Work required -> List each line of the data that holds the string "chair", please.
****************************************
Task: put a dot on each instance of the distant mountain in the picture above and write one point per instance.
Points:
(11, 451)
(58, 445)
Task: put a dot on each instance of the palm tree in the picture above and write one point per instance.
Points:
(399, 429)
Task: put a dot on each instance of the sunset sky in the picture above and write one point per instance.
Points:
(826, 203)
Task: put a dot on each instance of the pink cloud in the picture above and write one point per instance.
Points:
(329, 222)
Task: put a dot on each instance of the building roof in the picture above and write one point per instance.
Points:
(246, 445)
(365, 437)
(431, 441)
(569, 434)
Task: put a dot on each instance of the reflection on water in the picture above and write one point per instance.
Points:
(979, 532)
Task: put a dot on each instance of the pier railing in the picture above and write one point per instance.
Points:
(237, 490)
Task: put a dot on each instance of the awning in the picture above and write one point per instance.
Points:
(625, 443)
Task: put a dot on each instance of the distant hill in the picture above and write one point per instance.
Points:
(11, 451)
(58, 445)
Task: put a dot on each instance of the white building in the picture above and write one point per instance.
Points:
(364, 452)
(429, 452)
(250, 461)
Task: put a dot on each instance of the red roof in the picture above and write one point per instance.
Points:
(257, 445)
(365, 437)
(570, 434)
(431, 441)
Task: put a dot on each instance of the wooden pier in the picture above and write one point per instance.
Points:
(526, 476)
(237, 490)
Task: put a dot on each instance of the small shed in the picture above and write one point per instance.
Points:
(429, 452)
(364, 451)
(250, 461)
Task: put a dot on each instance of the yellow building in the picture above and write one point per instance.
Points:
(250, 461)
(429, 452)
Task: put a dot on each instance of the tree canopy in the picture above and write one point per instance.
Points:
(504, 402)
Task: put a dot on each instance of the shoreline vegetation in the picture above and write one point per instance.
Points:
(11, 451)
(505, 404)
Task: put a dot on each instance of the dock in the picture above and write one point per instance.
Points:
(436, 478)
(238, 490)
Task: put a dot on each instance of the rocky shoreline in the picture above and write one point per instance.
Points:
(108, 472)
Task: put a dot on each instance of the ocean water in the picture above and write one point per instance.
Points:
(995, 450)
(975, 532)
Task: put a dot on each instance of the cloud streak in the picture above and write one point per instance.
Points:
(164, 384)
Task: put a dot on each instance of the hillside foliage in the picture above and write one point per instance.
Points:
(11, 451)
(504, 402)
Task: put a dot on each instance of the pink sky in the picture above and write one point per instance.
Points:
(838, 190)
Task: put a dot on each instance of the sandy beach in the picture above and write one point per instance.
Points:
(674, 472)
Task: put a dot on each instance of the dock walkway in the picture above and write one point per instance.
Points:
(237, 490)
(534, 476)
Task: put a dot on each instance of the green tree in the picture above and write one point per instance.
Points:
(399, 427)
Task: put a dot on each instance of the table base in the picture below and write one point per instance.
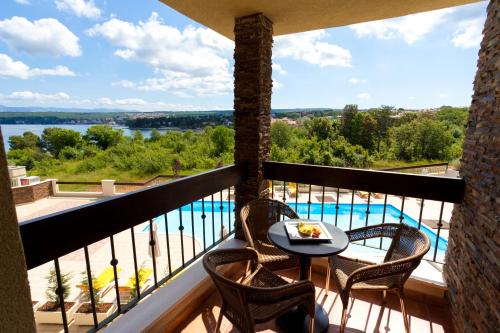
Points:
(297, 320)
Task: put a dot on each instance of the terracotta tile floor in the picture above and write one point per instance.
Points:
(366, 312)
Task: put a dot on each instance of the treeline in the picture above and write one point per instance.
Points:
(359, 139)
(106, 150)
(184, 122)
(351, 138)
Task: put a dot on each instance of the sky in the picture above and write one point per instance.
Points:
(145, 56)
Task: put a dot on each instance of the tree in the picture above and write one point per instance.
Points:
(281, 134)
(423, 138)
(319, 127)
(138, 137)
(348, 115)
(176, 167)
(27, 140)
(155, 135)
(222, 139)
(368, 131)
(52, 287)
(104, 136)
(383, 117)
(54, 139)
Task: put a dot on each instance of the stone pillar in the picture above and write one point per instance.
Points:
(16, 311)
(252, 104)
(472, 269)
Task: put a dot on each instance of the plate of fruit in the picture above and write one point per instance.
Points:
(307, 231)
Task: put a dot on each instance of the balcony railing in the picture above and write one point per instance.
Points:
(378, 191)
(50, 237)
(199, 204)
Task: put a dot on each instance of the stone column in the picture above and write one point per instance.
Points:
(252, 104)
(16, 311)
(472, 269)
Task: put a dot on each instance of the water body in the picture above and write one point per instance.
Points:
(9, 130)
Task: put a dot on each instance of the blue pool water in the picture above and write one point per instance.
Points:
(217, 215)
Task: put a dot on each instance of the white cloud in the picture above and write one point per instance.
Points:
(279, 69)
(410, 28)
(45, 36)
(469, 33)
(355, 80)
(193, 60)
(277, 84)
(182, 84)
(62, 99)
(79, 8)
(18, 69)
(364, 96)
(123, 84)
(310, 47)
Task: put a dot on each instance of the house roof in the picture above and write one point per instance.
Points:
(291, 16)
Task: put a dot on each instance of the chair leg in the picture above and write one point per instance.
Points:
(403, 310)
(328, 272)
(343, 320)
(219, 321)
(311, 325)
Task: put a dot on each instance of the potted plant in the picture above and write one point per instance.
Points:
(84, 316)
(50, 312)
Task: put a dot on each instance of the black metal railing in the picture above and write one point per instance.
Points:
(50, 238)
(431, 168)
(197, 207)
(381, 194)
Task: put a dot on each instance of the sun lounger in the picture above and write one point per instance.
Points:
(102, 282)
(127, 288)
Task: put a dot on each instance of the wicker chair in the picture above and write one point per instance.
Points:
(256, 217)
(407, 248)
(261, 295)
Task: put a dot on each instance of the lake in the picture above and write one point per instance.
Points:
(19, 129)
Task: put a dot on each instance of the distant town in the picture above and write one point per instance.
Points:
(159, 119)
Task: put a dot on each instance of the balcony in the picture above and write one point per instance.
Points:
(155, 282)
(121, 233)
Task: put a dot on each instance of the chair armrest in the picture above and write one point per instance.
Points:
(277, 294)
(372, 231)
(248, 236)
(401, 266)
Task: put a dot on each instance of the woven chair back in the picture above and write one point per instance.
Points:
(258, 215)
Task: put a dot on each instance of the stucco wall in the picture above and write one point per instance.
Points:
(30, 193)
(16, 312)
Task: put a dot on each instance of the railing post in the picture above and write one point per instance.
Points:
(108, 187)
(55, 186)
(252, 105)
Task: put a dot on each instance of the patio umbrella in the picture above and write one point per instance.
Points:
(154, 237)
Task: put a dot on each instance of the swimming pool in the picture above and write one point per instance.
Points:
(216, 212)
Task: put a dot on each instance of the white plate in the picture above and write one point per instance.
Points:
(295, 236)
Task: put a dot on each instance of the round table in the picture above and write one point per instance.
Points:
(297, 320)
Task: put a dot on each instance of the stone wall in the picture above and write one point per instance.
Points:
(252, 104)
(30, 193)
(472, 269)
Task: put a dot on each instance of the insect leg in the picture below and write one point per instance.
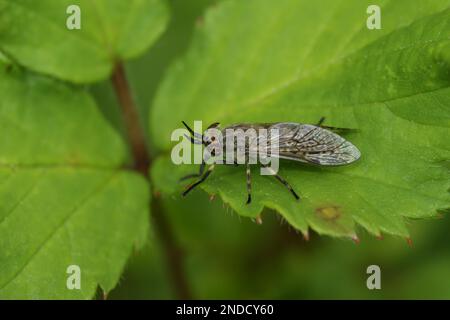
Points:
(284, 182)
(203, 178)
(195, 175)
(249, 184)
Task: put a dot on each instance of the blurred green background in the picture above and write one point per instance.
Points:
(227, 256)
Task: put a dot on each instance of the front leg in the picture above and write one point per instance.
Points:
(195, 175)
(203, 178)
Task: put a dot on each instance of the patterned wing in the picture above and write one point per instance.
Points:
(312, 144)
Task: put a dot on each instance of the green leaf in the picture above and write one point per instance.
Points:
(35, 34)
(64, 197)
(256, 61)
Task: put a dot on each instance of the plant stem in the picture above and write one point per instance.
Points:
(142, 162)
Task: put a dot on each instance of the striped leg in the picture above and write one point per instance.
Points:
(284, 182)
(249, 184)
(203, 178)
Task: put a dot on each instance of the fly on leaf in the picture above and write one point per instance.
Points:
(307, 143)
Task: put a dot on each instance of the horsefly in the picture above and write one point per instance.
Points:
(314, 144)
****************************************
Result of the exercise ->
Task: put a dot on each instance of the chair leg in the picture above and write one point per instance.
Task: put a dot on each instance of the wicker chair in the picture above and write one point per instance.
Task: put a dot on each instance of the chair armrest in the picture above and write one point per instance.
Task: put a dot on each instance of the woven chair back in the picture above and write one point per instance.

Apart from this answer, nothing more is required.